### Exercise directions
Find and copy the lines in the records beneath this task that contain the word "shirt".

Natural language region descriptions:
──────────────────────────────

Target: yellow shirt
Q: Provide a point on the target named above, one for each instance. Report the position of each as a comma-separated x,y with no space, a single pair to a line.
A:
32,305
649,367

──────────────────────────────

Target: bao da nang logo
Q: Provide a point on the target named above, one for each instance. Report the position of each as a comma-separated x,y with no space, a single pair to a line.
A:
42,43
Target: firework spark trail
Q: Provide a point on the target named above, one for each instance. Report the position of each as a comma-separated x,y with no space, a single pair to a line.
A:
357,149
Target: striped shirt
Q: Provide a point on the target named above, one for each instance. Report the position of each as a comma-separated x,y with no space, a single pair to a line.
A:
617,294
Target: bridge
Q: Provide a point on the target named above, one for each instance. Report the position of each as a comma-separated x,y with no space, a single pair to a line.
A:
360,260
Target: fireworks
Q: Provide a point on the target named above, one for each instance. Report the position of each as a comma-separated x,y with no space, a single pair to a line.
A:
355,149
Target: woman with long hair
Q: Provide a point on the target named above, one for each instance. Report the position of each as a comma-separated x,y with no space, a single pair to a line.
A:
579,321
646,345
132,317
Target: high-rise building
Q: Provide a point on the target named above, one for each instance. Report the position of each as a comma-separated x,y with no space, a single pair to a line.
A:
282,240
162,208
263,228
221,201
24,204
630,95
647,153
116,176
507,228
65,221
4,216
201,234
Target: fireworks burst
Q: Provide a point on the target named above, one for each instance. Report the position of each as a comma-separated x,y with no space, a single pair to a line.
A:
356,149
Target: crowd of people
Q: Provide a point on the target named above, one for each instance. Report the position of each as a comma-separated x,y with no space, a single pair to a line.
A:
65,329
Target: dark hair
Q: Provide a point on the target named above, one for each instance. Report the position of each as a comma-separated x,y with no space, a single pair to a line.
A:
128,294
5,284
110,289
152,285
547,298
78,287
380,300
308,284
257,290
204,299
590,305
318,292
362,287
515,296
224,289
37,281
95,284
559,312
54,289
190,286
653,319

──────────────────────────────

### Your solution
Target: yellow shirt
Target: striped shirt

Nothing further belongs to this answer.